INPUT RECORDS —
>>>

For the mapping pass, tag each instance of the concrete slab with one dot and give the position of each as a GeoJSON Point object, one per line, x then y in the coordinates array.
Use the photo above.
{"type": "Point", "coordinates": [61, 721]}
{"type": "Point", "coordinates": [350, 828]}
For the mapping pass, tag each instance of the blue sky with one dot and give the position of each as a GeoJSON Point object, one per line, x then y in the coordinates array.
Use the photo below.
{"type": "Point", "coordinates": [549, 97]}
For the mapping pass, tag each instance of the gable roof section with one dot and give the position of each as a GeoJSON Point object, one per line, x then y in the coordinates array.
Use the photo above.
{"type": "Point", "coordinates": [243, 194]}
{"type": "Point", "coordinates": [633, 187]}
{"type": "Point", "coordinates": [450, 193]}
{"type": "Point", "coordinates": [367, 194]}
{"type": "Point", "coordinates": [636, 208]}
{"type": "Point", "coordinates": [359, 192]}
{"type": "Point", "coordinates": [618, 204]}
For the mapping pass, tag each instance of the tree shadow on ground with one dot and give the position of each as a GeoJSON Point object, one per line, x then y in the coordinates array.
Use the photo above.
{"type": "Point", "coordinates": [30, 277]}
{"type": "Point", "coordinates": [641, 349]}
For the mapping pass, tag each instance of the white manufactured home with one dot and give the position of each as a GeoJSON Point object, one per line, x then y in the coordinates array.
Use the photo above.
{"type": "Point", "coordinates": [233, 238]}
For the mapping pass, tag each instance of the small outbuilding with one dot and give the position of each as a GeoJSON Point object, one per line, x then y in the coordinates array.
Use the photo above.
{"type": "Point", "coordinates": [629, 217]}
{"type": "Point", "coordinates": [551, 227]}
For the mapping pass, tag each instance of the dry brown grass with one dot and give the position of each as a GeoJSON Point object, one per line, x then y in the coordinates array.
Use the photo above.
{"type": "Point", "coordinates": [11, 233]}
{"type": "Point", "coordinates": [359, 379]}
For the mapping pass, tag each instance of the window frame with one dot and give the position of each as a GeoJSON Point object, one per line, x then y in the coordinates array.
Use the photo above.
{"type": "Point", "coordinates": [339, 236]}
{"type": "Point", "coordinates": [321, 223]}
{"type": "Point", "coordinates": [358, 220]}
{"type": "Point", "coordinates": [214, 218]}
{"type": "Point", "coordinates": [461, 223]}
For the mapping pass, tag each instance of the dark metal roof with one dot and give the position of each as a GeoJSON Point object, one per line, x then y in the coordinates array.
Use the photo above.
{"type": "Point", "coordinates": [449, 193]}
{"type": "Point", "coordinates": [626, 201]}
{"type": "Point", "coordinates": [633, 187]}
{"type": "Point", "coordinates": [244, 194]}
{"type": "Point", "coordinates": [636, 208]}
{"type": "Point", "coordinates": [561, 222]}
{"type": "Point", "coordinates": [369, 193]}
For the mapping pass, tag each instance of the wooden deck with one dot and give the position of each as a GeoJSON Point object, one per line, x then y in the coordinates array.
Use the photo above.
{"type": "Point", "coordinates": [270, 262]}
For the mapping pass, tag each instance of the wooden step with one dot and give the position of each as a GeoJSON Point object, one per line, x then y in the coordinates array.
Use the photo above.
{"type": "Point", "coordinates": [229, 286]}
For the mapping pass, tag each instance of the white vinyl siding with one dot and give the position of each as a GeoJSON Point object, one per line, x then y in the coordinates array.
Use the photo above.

<<<

TASK STATEMENT — Extract the full listing above without altering anything.

RESPONSE TO THE TASK —
For the mapping pass, tag each instance of the concrete slab with one dot and give the position of each as a GeoJSON Point object, one per line, x then y in the coordinates array.
Use the photo above.
{"type": "Point", "coordinates": [61, 721]}
{"type": "Point", "coordinates": [350, 828]}
For the mapping pass, tag each instance of the blue sky with one dot and give the position of each as a GeoJSON Point object, one per line, x then y in the coordinates array.
Use the photo below.
{"type": "Point", "coordinates": [549, 97]}
For the mapping pass, tag each instance of the gable roof section with one dot and give the position of each as a GeoJSON Point object, one per line, x then y in the coordinates array.
Use the photo above.
{"type": "Point", "coordinates": [243, 194]}
{"type": "Point", "coordinates": [633, 187]}
{"type": "Point", "coordinates": [450, 193]}
{"type": "Point", "coordinates": [367, 194]}
{"type": "Point", "coordinates": [636, 208]}
{"type": "Point", "coordinates": [359, 192]}
{"type": "Point", "coordinates": [618, 204]}
For the mapping pass, tag each instance of the tree shadow on ground with one dot and give the position of each as a GeoJSON Point object, one per line, x then y in the coordinates array.
Use the photo above.
{"type": "Point", "coordinates": [30, 277]}
{"type": "Point", "coordinates": [641, 349]}
For the mapping pass, tag each instance of the white manufactured home with one dot and give the position of each as a GeoJSON Point object, one per line, x then y in the coordinates array.
Use the photo above.
{"type": "Point", "coordinates": [233, 238]}
For the mapping pass, tag each instance of the small outbuilding with one dot and give the position of each as a GeoJSON Point object, one per line, x then y in the coordinates array.
Use the photo above.
{"type": "Point", "coordinates": [629, 217]}
{"type": "Point", "coordinates": [551, 227]}
For the mapping pass, tag each instance of the dry brown grass with one dot and give the position of each as a GeoJSON Point object, one per line, x then y in the coordinates array.
Use the photo above.
{"type": "Point", "coordinates": [11, 233]}
{"type": "Point", "coordinates": [359, 379]}
For the mapping pass, tag each instance of the window frame with one dot and give the position of each as a GeoJSON Point object, one per line, x then y in the coordinates array.
Use the photo above.
{"type": "Point", "coordinates": [339, 236]}
{"type": "Point", "coordinates": [321, 223]}
{"type": "Point", "coordinates": [358, 220]}
{"type": "Point", "coordinates": [214, 218]}
{"type": "Point", "coordinates": [461, 223]}
For the mapping pass, tag each instance of the dark metal roof with one dot and give the position of each as a GeoJSON Point object, one per line, x then y in the coordinates array.
Use the photo above.
{"type": "Point", "coordinates": [449, 193]}
{"type": "Point", "coordinates": [626, 201]}
{"type": "Point", "coordinates": [633, 187]}
{"type": "Point", "coordinates": [244, 194]}
{"type": "Point", "coordinates": [636, 208]}
{"type": "Point", "coordinates": [561, 222]}
{"type": "Point", "coordinates": [369, 193]}
For the mapping pass, tag each instance of the wooden deck with one dot and give the position of each as a GeoJSON Point object, one per line, x then y in the coordinates array.
Use the photo above.
{"type": "Point", "coordinates": [270, 262]}
For the mapping pass, tag each instance of the wooden step with one dot and give the position of each as a GeoJSON Point object, one per line, x then y in the coordinates array.
Use the photo above.
{"type": "Point", "coordinates": [229, 286]}
For the mapping pass, tag each instance of the white vinyl siding with one dot and give the position of each as a GeoJSON Point object, one per line, x then y in the coordinates array.
Use the photo above.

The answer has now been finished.